Find out what Universal Credit benefit is, who is eligible to apply, what you'll get and how your payments are calculated

In this article
What is Universal Credit? Universal Credit eligibility  How much in Universal Credit will I get? How to apply for Universal Credit Universal Credit payment Universal Credit budgeting advance
How your earnings affect Universal Credit payments Universal Credit in Scotland and Northern Ireland Changes in circumstances with Universal Credit Universal Credit sanctions What if your Universal Credit payment isn't enough?

What is Universal Credit?

Universal Credit is a government benefit scheme for those who are out of work or on a low income. 

The scheme is replacing six older types of benefits and tax credits, and has gradually been rolled out across the UK. The government plans to move all households claiming those older benefits across to Universal Credit by the end of 2024.

The amount you’ll be paid from Universal Credit depends on your circumstances, such as how much you earn, whether you have any savings, whether you have children or other dependents, are disabled or have a health condition, care for a disabled person or need help with housing payments.

You can claim whether you’re working or unemployed, and you’ll usually receive one payment each month.

In 2022, you'll also receive an extra £650 in two instalments over the year as part of the government's measures to tackle the cost of living crisis

Migration from legacy benefits

Universal Credit is replacing housing benefit, income-related employment and support allowance, income-based jobseeker’s allowance, child tax creditworking tax credit, and income support.

If you receive any of these, you’ll need to apply for Universal Credit when your circumstances change – for example if you move to a new council area or split up with your partner. 

Some people will be moved automatically to Universal Credit, even if their situations don’t change, through a process called ‘managed migration’. These people may receive a ‘transitional top-up’ payment to make sure they’re not worse off than they were under the old system. The top-up should continue until any changes in circumstances mean you’re entitled to less – such as if your child moves out of the home, for example.

Universal Credit eligibility 

Universal Credit is for those who are living in the UK, and need help with their living costs. You can claim it if you're working – including those who are self-employed or working part-time – and on a low income. 

The main eligibility criteria are:

  • you must be aged 18 or over (although there are some exceptions for 16 and 17-year-olds)

[COMPLETE THE FOLLOWING]:
A. Answer these from the Universal Credit article:
(i) By when does the government plan to have moved all households claiming the older benefits to Universal Credit?
(ii) How often is a Universal Credit payment usually received?
(iii) What minimum age is given under the main eligibility criteria?
B. Continue the Universal Credit article after its last line.

(Dataset records)

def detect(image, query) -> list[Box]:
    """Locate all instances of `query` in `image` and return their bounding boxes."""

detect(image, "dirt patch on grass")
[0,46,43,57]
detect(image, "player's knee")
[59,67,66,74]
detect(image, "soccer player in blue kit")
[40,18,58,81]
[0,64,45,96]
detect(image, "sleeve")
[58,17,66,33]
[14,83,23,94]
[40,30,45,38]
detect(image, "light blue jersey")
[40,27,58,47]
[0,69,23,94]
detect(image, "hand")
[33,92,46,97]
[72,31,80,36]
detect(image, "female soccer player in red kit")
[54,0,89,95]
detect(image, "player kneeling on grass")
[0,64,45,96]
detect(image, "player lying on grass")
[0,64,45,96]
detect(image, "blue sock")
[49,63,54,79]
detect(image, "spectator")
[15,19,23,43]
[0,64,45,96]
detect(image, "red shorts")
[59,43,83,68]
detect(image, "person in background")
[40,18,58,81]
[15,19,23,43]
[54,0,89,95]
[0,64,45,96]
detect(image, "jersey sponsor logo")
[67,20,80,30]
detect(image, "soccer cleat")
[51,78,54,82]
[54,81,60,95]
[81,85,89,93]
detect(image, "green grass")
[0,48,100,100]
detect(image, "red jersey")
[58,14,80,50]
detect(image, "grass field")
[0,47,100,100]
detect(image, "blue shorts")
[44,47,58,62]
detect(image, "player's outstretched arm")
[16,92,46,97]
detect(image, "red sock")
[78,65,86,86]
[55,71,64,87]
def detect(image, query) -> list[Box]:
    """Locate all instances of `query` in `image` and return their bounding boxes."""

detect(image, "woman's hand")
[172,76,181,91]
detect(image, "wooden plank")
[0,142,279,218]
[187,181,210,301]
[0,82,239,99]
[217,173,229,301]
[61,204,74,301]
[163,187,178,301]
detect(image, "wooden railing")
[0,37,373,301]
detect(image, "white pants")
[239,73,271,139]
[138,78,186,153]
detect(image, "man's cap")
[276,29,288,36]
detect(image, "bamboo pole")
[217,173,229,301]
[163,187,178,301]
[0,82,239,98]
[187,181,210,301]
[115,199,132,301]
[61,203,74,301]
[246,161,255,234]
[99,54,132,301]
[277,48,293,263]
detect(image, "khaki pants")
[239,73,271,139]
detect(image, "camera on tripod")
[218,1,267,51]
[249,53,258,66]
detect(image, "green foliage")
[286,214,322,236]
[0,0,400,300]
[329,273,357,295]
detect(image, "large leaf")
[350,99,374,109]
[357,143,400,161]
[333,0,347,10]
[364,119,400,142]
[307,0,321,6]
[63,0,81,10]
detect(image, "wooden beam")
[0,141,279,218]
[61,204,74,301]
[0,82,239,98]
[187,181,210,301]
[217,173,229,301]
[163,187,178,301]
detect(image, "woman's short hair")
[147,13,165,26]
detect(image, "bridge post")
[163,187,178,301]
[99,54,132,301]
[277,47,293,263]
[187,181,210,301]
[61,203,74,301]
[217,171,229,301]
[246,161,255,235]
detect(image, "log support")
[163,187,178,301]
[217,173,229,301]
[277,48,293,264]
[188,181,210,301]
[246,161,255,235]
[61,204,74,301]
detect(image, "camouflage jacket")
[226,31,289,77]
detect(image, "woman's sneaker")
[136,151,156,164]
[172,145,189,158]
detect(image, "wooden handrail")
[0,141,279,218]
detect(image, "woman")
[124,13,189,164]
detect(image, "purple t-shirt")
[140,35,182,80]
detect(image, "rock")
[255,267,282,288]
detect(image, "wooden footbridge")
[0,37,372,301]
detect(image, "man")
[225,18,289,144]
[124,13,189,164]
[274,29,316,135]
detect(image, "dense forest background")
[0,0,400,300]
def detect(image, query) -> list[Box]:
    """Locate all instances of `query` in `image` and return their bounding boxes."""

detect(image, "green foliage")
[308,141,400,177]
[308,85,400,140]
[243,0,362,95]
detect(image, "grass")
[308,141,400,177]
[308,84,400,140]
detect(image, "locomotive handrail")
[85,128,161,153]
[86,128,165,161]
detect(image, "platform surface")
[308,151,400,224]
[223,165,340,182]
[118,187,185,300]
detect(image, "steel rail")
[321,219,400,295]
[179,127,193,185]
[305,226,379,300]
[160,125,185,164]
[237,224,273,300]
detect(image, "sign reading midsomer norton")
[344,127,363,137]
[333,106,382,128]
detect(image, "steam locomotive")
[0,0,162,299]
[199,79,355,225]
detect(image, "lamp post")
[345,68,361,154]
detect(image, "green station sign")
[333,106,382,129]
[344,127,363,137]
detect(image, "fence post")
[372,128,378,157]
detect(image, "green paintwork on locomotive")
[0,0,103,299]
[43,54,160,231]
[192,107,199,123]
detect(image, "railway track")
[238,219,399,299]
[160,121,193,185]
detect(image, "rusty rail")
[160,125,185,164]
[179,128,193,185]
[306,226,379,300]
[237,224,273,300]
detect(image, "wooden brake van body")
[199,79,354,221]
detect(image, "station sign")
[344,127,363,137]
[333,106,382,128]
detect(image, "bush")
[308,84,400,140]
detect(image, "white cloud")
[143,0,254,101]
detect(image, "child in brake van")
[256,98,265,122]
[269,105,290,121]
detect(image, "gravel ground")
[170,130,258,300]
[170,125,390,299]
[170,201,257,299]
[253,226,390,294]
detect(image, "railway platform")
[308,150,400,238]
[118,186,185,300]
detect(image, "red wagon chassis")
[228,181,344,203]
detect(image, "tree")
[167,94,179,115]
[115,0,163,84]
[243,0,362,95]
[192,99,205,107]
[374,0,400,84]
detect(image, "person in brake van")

[TASK-BY-TASK RESULTS]:
A.
(i) By the end of 2024.
(ii) Usually once each month.
(iii) 18 or over, with some exceptions for 16- and 17-year-olds.

B.
  • be under state pension age
  • live in the UK
  • have £16,000 or less collectively in money, savings and investments.


Universal Credit when you live with your partner


If you live with your partner, you'll need to make a joint Universal Credit claim for your household, even if your partner is not eligible to claim. What you'll get will depend on your partner's income and savings, as well as your own.

If, say, your partner has reached state pension age, you might both be able to claim Universal Credit as a couple, but payments will stop once you're both over state pension age.


Universal Credit if you're training or studying


You can only claim Universal Credit while you're in full-time education in certain circumstances, which include:

  • if you live with your partner, and they are eligible for Universal Credit
  • if you're responsible for a child, either alone or as part of a couple
  • if you've reached state pension age and live with a partner who is below state pension age
  • if you're 21 or under, studying up to A Level or equivalent qualifications and don't have parental support
  • if you're studying part-time or doing a course where no student loan or finance is available.

If you have a disability or health condition and are in full-time education, you can claim Universal Credit if you're entitled to any of the following:

  • Personal Independence Payment (PIP)
  • Disability Living Allowance (DLA)
  • Child Disability Payment in Scotland (CDP)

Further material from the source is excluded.